# Entries provided
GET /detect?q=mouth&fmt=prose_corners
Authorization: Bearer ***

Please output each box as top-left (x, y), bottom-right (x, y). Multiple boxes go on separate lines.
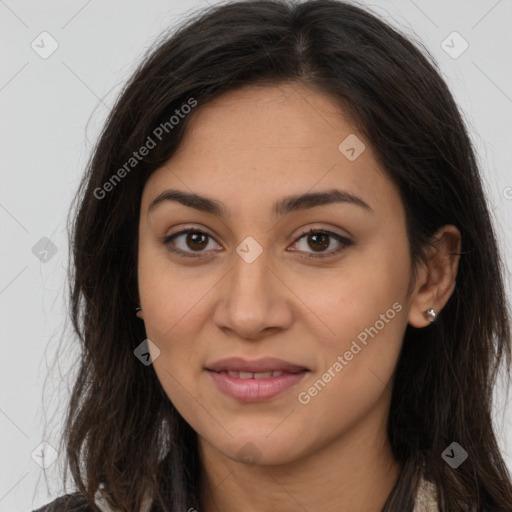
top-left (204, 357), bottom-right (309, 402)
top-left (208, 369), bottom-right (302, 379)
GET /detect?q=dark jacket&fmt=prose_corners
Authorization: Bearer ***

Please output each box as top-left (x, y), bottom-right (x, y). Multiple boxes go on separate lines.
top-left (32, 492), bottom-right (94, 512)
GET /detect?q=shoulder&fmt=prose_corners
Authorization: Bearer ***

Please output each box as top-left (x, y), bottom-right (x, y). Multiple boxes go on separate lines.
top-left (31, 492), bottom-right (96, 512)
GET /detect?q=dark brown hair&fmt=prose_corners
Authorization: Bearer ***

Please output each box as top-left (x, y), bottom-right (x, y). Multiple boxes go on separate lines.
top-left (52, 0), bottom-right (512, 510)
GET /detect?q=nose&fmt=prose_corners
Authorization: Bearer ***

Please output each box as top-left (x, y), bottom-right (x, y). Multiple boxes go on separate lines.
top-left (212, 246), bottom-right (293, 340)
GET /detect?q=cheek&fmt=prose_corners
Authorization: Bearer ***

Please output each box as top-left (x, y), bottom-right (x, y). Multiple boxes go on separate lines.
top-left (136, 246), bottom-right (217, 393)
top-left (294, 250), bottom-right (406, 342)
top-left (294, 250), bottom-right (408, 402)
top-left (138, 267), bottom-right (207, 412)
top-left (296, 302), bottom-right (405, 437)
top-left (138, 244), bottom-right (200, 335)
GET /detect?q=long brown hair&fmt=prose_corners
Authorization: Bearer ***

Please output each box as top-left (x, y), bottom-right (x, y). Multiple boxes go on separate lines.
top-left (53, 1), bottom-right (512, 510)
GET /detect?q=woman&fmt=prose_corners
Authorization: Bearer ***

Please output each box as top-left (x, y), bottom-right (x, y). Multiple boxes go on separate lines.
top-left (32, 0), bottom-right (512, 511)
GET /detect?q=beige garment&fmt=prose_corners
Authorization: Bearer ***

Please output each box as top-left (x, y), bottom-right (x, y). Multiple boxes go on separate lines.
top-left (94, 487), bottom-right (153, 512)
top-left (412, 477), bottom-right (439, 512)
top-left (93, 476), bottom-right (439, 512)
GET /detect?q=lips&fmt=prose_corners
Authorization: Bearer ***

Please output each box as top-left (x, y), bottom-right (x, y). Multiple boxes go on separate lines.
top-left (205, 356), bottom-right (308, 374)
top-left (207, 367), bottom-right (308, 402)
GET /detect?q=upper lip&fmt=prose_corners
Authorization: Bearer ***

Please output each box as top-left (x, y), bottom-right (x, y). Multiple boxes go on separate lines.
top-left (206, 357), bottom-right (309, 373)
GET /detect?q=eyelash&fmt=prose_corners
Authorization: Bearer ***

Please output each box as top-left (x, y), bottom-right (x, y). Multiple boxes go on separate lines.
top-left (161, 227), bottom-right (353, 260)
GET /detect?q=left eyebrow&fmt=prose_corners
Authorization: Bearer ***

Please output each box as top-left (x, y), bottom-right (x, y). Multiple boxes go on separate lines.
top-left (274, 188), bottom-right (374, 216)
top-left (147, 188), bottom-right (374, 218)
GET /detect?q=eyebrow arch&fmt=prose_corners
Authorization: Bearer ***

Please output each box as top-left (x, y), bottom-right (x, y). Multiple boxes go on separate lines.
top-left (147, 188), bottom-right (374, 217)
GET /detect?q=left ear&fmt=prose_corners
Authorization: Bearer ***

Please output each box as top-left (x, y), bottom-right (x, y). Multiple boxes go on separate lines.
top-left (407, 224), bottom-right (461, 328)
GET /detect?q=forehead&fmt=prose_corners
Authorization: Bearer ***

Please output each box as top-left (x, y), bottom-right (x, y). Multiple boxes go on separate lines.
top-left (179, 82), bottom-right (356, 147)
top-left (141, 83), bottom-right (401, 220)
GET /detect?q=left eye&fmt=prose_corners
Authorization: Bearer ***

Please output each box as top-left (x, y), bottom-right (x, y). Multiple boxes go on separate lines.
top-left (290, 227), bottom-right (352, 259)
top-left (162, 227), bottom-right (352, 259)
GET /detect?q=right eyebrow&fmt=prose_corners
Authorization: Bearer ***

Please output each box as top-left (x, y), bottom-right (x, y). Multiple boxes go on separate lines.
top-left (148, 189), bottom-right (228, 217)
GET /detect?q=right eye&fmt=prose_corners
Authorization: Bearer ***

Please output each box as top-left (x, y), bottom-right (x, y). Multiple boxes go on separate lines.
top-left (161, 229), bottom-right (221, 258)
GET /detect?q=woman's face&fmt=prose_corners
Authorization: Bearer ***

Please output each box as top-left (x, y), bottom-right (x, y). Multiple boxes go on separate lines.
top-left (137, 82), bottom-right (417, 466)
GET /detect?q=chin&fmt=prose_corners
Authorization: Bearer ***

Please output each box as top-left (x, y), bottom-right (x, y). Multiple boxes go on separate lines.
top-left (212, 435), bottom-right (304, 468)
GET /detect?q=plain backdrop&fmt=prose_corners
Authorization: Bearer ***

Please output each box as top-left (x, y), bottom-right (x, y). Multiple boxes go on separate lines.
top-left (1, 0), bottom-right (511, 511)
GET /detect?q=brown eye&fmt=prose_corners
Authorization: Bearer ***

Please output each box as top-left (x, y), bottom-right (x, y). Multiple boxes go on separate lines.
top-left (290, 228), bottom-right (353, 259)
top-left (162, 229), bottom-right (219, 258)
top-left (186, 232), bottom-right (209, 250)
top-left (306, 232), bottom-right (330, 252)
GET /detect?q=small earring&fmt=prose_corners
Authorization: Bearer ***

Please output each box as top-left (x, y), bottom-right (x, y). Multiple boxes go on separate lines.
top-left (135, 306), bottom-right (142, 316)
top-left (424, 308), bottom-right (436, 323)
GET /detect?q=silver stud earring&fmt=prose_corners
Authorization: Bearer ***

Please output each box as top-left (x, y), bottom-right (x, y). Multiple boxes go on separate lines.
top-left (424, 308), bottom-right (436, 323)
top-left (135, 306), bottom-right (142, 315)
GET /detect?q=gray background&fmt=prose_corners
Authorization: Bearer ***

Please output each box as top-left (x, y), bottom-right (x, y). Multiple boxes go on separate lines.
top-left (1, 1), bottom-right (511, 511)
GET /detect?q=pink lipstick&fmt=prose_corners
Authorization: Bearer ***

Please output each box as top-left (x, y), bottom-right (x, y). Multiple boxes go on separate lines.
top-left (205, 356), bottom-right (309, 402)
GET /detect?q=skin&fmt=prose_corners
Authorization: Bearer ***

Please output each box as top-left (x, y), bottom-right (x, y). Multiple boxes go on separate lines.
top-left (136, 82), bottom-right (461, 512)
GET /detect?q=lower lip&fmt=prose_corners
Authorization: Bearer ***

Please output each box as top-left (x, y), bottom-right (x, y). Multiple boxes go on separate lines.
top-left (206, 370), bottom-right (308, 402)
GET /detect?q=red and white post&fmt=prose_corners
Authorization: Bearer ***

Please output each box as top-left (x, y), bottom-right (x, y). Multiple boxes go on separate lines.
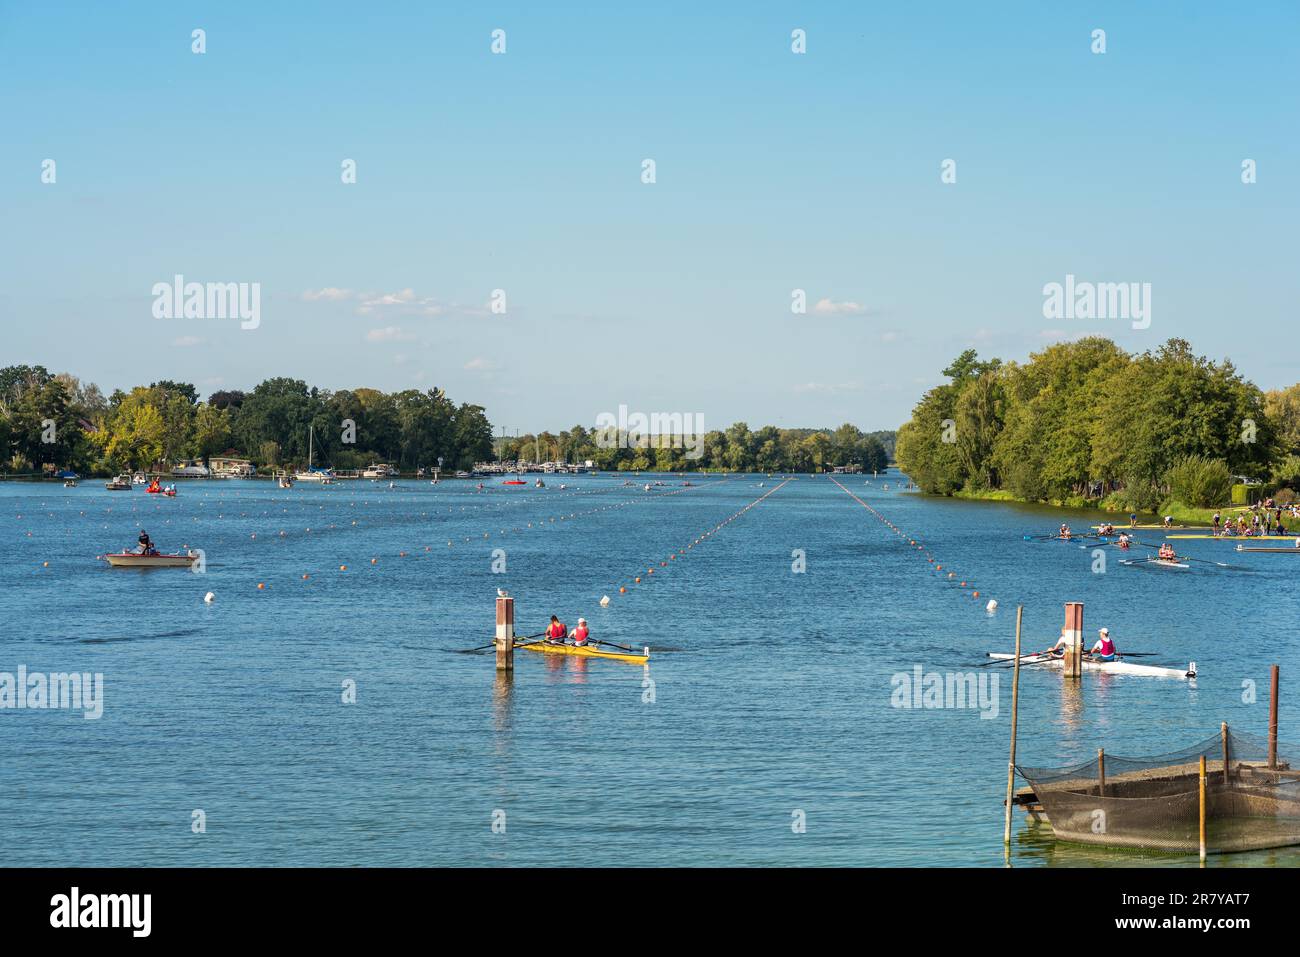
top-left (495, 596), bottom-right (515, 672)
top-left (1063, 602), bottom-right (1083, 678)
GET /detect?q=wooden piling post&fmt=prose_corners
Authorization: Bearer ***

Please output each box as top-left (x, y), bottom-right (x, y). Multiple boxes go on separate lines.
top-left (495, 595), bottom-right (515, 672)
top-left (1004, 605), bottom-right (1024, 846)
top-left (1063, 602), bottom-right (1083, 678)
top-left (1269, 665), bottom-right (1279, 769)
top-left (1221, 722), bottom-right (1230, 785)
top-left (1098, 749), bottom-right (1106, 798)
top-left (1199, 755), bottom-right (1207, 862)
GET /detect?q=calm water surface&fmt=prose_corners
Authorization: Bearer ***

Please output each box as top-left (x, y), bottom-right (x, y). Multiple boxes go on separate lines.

# Instructions for the task
Whenever the word "hair" occurs in a line above, copy that line.

# Output of the exercise
GET /detect?q=dark brown hair&fmt=prose_corners
GET /detect?q=long brown hair&fmt=prose_corners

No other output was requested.